### The task
Keep the pictures out. Copy every line of the listing exactly.

>>>

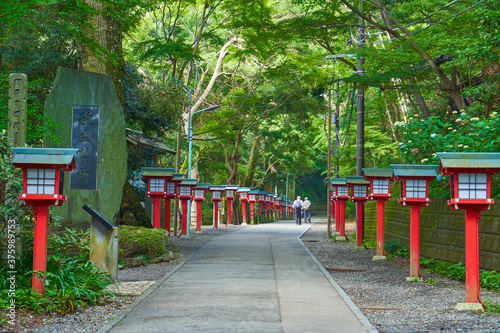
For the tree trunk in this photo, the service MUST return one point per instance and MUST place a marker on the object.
(252, 163)
(108, 34)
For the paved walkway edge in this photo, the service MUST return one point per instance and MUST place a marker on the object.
(357, 312)
(123, 314)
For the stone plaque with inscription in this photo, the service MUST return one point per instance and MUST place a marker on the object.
(84, 137)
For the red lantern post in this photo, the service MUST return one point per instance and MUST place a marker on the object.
(341, 197)
(199, 197)
(216, 191)
(230, 195)
(172, 183)
(359, 194)
(470, 185)
(414, 193)
(156, 188)
(243, 192)
(43, 184)
(252, 198)
(186, 188)
(380, 190)
(269, 200)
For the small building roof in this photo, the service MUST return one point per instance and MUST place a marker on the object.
(358, 180)
(157, 172)
(414, 170)
(217, 188)
(136, 138)
(189, 181)
(470, 160)
(378, 172)
(338, 181)
(178, 176)
(43, 156)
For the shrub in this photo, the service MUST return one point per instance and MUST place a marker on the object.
(69, 283)
(137, 241)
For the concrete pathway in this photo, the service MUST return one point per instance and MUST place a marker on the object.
(259, 279)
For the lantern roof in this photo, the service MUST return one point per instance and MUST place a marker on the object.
(43, 156)
(217, 187)
(356, 180)
(338, 181)
(177, 176)
(469, 160)
(414, 170)
(189, 181)
(157, 172)
(378, 172)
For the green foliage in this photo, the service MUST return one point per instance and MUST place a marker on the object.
(10, 183)
(460, 132)
(134, 241)
(69, 283)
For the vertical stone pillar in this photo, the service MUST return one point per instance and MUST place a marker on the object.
(18, 106)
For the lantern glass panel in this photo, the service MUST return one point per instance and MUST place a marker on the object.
(40, 181)
(472, 185)
(380, 186)
(170, 188)
(359, 191)
(61, 182)
(416, 188)
(342, 191)
(156, 185)
(185, 191)
(199, 194)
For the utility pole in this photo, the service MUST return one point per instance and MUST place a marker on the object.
(177, 169)
(360, 139)
(328, 196)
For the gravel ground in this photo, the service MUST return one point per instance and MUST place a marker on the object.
(396, 305)
(414, 306)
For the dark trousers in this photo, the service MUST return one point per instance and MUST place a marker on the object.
(298, 216)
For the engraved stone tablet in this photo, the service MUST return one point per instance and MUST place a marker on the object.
(84, 138)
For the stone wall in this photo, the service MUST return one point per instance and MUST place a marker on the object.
(442, 234)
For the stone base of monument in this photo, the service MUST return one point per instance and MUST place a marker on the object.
(469, 307)
(103, 243)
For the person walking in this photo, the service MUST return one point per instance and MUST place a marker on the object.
(307, 210)
(297, 205)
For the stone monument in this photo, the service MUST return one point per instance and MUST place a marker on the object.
(18, 106)
(87, 107)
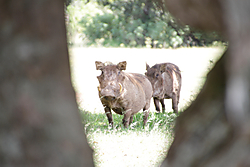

<<<

### Answer space
For the tree trunk in this photo, the service MUST return one point per instance and MUST place a marker on the object.
(252, 163)
(108, 34)
For the paved walkway edge in this photo, the service MUST return one point per instance and MUST place a marker on the object.
(357, 312)
(123, 314)
For the stone plaque with inscription in this photo, the service MUST return one point per instance and MUST place a marker on the object.
(84, 137)
For the red lantern post in this photo, the service MUST return one point per instance and MUST place a marker on the object.
(341, 197)
(199, 197)
(216, 191)
(230, 195)
(172, 183)
(359, 194)
(470, 185)
(414, 193)
(156, 188)
(243, 192)
(43, 184)
(252, 198)
(186, 188)
(380, 190)
(269, 200)
For the small building roof in this photo, the service MUST return one point per instance and MUST place a marker on the object.
(358, 180)
(157, 172)
(414, 170)
(217, 188)
(136, 138)
(189, 181)
(470, 160)
(378, 172)
(338, 181)
(178, 176)
(43, 156)
For the shrub in this photo, the service MUST return one point per instance and MUST place a marker on the object.
(69, 283)
(137, 241)
For the concrete pathway in this photo, the service MUST return one point per instance and MUST place a marker on the object.
(259, 279)
For the lantern roof in this photo, the service MUST return one point per instance and MUST place a marker on the object.
(43, 156)
(217, 187)
(356, 180)
(338, 181)
(177, 176)
(469, 160)
(414, 170)
(189, 181)
(157, 172)
(378, 172)
For the green foliage in this photo, the service MUST return one point per instance and MUST place a marker on the object.
(10, 183)
(460, 132)
(134, 241)
(69, 283)
For the vertical stone pillar in this photo, the service MUST return one point per instance and MUST place a marker on the object.
(18, 106)
For the lantern glass panel in this photo, the service MUST return one point per instance and MUST place a marker on the object.
(40, 181)
(472, 185)
(380, 186)
(170, 188)
(359, 191)
(61, 182)
(416, 188)
(342, 191)
(156, 185)
(185, 191)
(199, 194)
For the utility pole in this photo, the service MUST return one point per instance and MUST place a marker on the object.
(177, 169)
(360, 139)
(328, 196)
For the gravel ground in this photo, the service MUST return one point per instance and MUST place a marker on the object.
(396, 305)
(414, 306)
For the dark trousers in this photo, the service MUST return one point per instance and MUST place a marker on the object.
(298, 216)
For the engraved stone tablet in this photo, the service MUST return one point per instance and MUST place a marker on the object.
(84, 138)
For the stone wall in this photo, the service MUST return one point per instance and MUST place a marker on the object.
(442, 234)
For the stone base of monument in this photo, the service MUST return one point per instance and MUST place a marker on the object.
(469, 307)
(103, 243)
For the person walking in this photo, the service MUST return one point per instance and MUST place a marker on the object.
(307, 210)
(297, 205)
For the stone monument in this photo, the service MUST return one point per instance and MUST place a marker on the object.
(18, 106)
(87, 107)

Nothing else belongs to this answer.